## Problems to work on
1. Answer these questions about the passage on LHC exclusion curves for supersymmetry:
(a) For which two values of \(\tan\beta\) were the new CMSSM benchmark exclusion lines given?
(b) For \(m_0=300\,{\rm GeV}\), what were the median expected and the observed lower limits on \(m_{1/2}\)?
(c) How much data is each major detector expected to collect by the end of 2012?
2. Proceed with the passage on LHC exclusion curves for supersymmetry, picking up after its final sentence.

## Quoted passage
OK, I could sometimes preserve the original colors of the curves, couldn't I? :-)

In a similar way but less remarkably, their new exclusion lines for the CMSSM benchmarks – both for \(\tan\beta=3\) and \(\tan\beta=10\) – almost exactly coincide with the lines "1 sigma weaker" than the median expected exclusion curves. Again, if I say it in this way, it looks totally unremarkable. But because of the "universality" of this excess of multilepton events – the observed graph is "uniformly" 1-sigma below the expected one – it could be speaking a much louder language than what the 1-sigma figure indicates.

Just an example how the curves on Figure 8a in the paper that is also reproduced above deviate: for \(m_0=300\,{\rm GeV}\), the median expected lower limit on \(m_{1/2}\) was \(280\,{\rm GeV}\). However, the observed one was actually just \(180\,{\rm GeV}\).

Imagine that new physics is going to gradually emerge in those 20/fb of data that each major detector will collect by the end of 2012. In that case, we will be seeing increasing hints of new physics and excesses. A few more papers will still be formulated as "exclusions of new physics"; however, the disclaimers and qualifiers will be getting increasingly more visible. At some moment, the amount of deviations will become incompatible with the very idea that the LHC collaborations should be writing new exclusion papers. The new exclusion curves won't be stronger than the previous ones, despite a big increase of the number of collisions that are used: they will stop right before the SUSY parameters that Nature chose (or values of the parameters in a wrong theory that most accurately mimics the correct one). People will be encouraged to reformulate the calculations as searches for positive evidence again.

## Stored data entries
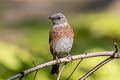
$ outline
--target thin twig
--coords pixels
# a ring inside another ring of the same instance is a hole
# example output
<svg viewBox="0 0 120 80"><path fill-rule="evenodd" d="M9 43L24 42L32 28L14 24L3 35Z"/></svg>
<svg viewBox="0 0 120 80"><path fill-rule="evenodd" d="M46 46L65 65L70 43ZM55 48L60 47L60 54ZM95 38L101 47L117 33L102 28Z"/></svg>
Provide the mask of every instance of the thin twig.
<svg viewBox="0 0 120 80"><path fill-rule="evenodd" d="M22 78L24 77L24 72L20 72L21 73L21 77L20 77L20 79L19 80L22 80Z"/></svg>
<svg viewBox="0 0 120 80"><path fill-rule="evenodd" d="M100 64L95 66L93 69L91 69L88 73L86 73L84 76L82 76L79 80L85 80L88 76L90 76L93 72L98 70L100 67L102 67L104 64L110 62L113 59L113 57L109 57L106 60L102 61Z"/></svg>
<svg viewBox="0 0 120 80"><path fill-rule="evenodd" d="M77 69L77 67L79 66L79 64L82 62L83 59L80 59L80 61L77 63L76 67L74 68L74 70L72 71L72 73L69 75L69 77L66 80L69 80L70 77L72 76L72 74L75 72L75 70Z"/></svg>
<svg viewBox="0 0 120 80"><path fill-rule="evenodd" d="M85 80L87 77L89 77L93 72L98 70L100 67L107 64L114 58L118 58L120 56L120 53L119 53L119 48L118 48L117 43L114 43L114 47L115 47L115 51L113 52L113 55L111 57L109 57L109 58L105 59L104 61L102 61L101 63L99 63L97 66L95 66L93 69L91 69L88 73L86 73L84 76L82 76L79 80Z"/></svg>
<svg viewBox="0 0 120 80"><path fill-rule="evenodd" d="M71 56L71 57L72 57L73 60L77 60L77 59L84 59L84 58L98 57L98 56L113 56L113 52L114 51L94 52L94 53L74 55L74 56ZM120 58L120 55L117 56L117 58ZM65 57L65 58L60 59L61 63L62 62L70 62L70 61L71 61L71 58L68 59L68 58ZM60 62L58 61L56 63L56 60L46 62L46 63L40 64L36 67L25 70L25 71L23 71L23 73L24 73L24 75L27 75L27 74L29 74L33 71L38 70L38 69L45 68L45 67L48 67L48 66L52 66L52 65L58 64ZM16 78L20 78L21 76L23 76L23 75L21 73L19 73L19 74L16 74L15 76L12 76L12 77L8 78L8 80L13 80L13 79L16 79Z"/></svg>
<svg viewBox="0 0 120 80"><path fill-rule="evenodd" d="M60 77L61 77L61 75L62 75L62 72L63 72L66 64L67 64L67 62L65 62L65 64L62 66L62 68L61 68L61 70L60 70L60 72L59 72L59 74L58 74L57 80L60 80Z"/></svg>
<svg viewBox="0 0 120 80"><path fill-rule="evenodd" d="M32 61L32 63L33 63L33 65L36 67L36 64L35 64L33 61ZM33 80L35 80L35 78L36 78L36 76L37 76L37 72L38 72L38 70L36 70Z"/></svg>

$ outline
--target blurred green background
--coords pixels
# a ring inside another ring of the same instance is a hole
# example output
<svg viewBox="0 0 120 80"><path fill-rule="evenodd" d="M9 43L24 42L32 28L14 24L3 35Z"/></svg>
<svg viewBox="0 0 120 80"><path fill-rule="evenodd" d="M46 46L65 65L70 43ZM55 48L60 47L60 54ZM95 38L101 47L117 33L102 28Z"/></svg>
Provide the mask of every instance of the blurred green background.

## Numbered responses
1.
(a) \(\tan\beta=3\) and \(\tan\beta=10\)
(b) The median expected lower limit was \(280\,{\rm GeV}\), and the observed one was \(180\,{\rm GeV}\).
(c) 20/fb

2.
In these transition periods, there are of course subtle questions about what you should assume and how hard you should look for something. On this blog, I and many of you have often been criticizing the hyping of the results. If you want to have a 2-sigma evidence of any sort to support a big claim you want to make, you will surely find it. You will cherry-pick and it will allow you to hype some big claim you wanted to make, anyway. The empirical data are just "whores" that help you to do something you want to do independently of any data.

However, one must obviously be careful about the opposite mistake or misconduct: one shouldn't deny the evidence. If you decide that the LHC won't see new physics, you may keep on writing papers saying that you haven't really seen anything. You choose not to study the channels where the deviations occur at all, or you choose them to combine them with others so that striking deviations in narrower bins are mixed up with a larger number of collisions and their explosive power is diluted. And you may choose to say that an occasional 3-sigma, 4-sigma, or another 4-sigma deviation is no big deal. And you may be saying these things increasingly frequently.

So people may be biased and may have guesses that later turn out to be right or wrong. However, an advantage of repeatable science such as particle physics is that this uncertain era is always temporary. If the uncertainty of your conclusions boils down to statistical errors, you may collect many more collisions and you will collect them. Every time you quadruple the number of collisions, you expect the "number of standard deviations" backing your positive or negative claims to double. Are you sure that your 3-sigma claim is right but you don't convince everyone because 3-sigma is too little for them? The recipe is simple. Take a 4 times larger amount of data (collisions) and your 3-sigma signal will grow to approximately 6 sigma. That will still fail to convince many that you avoided all possible mistakes if you're an opera singer and your claim is far-reaching and potentially acausal, but it will probably be enough if you just want to claim that there is another new particle species.

In the near future, we may see whether these excesses reported by the CMS were just flukes or whether they will keep on growing.